=== Begin Enclosure ===
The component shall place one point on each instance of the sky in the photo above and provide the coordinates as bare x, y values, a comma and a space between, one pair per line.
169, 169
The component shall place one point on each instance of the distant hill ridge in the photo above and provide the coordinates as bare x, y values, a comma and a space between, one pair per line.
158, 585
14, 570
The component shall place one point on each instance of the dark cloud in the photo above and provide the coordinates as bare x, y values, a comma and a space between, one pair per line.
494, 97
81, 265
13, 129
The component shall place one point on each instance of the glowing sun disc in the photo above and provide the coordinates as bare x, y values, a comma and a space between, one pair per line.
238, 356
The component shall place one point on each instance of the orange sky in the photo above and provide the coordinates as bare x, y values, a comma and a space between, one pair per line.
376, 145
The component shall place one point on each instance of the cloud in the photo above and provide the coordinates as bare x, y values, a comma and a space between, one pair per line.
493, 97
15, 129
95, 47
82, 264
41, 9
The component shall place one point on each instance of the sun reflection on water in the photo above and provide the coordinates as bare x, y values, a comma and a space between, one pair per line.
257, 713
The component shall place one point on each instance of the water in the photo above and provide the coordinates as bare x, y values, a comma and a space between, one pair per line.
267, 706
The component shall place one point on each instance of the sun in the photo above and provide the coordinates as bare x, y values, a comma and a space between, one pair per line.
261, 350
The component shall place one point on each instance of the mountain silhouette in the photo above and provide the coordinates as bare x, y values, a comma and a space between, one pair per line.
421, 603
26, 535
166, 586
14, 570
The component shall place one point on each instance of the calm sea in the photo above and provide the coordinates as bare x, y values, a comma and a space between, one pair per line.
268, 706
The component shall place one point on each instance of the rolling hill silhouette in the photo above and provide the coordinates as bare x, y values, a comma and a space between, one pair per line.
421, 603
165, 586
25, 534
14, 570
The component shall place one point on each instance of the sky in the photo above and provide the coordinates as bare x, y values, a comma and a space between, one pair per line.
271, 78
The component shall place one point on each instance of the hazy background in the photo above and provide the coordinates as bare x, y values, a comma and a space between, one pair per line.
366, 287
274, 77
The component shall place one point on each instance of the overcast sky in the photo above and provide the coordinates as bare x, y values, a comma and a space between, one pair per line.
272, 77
=== End Enclosure ===
[Work instruction]:
Down to the last line, give the records again exactly.

[Completed task]:
The component shall place one point on each instance of the sky in the photo above and provide the coordinates as bare x, y values, a comma and a space between, one pair per line.
169, 169
The component shall place one point on each instance of the distant hill ridge in the photo above and provide the coordinates as bare x, y values, a comma and a space between, one pair per line.
158, 585
14, 570
The component shall place one point on each instance of the dark cloud in the photo above and provide the coordinates as bare x, y values, a comma and a space between, one pair per line.
494, 97
81, 265
13, 129
The component shall place one point on each instance of the glowing sun disc in the photo above and provide the coordinates as bare x, y values, a comma and a space between, one pair per line.
238, 356
The component shall place one point on each instance of the orange sky in the photo above and provide the coordinates as bare x, y values, a comma and a space between, one pair per line.
376, 145
The component shall place one point on each instance of the cloud in the photo above and provide the coordinates as bare x, y values, a comma and a space between, one pair per line.
493, 97
15, 129
95, 47
82, 264
41, 9
The component shall place one point on each instance of the sun reflection on water in the photo above and provide the coordinates as bare x, y values, a comma and a space between, one pair per line.
257, 713
The component shall place one point on each instance of the water in the photo above and provide the coordinates as bare x, y values, a comma and a space between, one pair per line.
267, 706
The component shall place one point on each instance of the sun in the photo above and provide the coordinates as bare x, y values, a comma and a space between, one pair per line.
261, 350
The component shall place one point on each instance of the mountain silhouette in the photo above and provide the coordinates as bare x, y values, a comma and a space between, one pair per line.
421, 603
26, 535
166, 586
14, 570
The component shall place one point on each instance of the calm sea in the photo above and provide the coordinates as bare x, y values, a comma and a space between, one pair per line.
268, 706
The component shall place one point on each instance of the rolling hill silhouette in the photo above and provide the coordinates as bare x, y values, a comma and a space between, one pair per line.
421, 603
165, 586
25, 534
14, 570
The component shall place one point on each instance of the sky in the photo above and provide the coordinates as bare x, y values, a comma and a space between, one pair per line.
271, 78
The component shall place one point on each instance of the hazy background in the photo above and provide the coordinates as bare x, y values, a comma and a space between, one pair per line.
366, 287
274, 77
The component shall place one point on each instance of the overcast sky in the photo above and provide the coordinates as bare x, y values, a comma and a space between, one pair per line.
272, 77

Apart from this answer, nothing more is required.